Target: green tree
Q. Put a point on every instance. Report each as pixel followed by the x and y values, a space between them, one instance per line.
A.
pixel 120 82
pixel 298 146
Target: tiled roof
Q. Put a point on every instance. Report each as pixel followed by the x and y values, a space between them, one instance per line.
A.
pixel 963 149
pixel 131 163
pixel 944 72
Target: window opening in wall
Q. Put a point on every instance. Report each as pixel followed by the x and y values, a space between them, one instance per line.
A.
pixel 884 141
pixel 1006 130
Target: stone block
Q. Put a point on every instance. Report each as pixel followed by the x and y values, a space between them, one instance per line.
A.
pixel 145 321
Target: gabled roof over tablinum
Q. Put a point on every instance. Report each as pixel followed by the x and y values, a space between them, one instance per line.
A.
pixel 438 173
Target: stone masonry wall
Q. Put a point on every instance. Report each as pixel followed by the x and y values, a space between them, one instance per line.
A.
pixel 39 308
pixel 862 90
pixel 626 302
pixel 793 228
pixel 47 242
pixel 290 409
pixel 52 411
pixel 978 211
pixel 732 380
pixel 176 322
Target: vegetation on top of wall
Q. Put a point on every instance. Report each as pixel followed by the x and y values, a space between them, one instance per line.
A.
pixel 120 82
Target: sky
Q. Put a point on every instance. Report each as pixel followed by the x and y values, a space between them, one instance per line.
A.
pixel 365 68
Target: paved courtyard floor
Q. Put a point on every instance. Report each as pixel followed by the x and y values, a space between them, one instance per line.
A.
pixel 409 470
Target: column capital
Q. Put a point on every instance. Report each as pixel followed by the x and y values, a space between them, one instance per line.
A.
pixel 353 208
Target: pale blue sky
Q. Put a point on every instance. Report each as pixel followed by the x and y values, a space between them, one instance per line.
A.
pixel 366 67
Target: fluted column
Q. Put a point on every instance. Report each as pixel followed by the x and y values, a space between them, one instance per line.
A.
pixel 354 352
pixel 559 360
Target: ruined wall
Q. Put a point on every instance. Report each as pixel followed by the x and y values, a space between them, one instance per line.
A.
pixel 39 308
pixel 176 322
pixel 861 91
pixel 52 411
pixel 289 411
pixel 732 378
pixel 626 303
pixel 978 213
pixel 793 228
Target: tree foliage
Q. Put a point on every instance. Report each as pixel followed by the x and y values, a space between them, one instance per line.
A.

----

▶ Problem statement: Rewrite the part that opens with the line containing "Target: tree foliage" and runs through the end of the entries, changing "instance" to "occurrence" and keeping everything else the same. Give only those lines.

▶ Full output:
Target: tree foliage
Q. Put a point on every occurrence. Report each as pixel followed by the x and y values, a space between them, one occurrence per line.
A.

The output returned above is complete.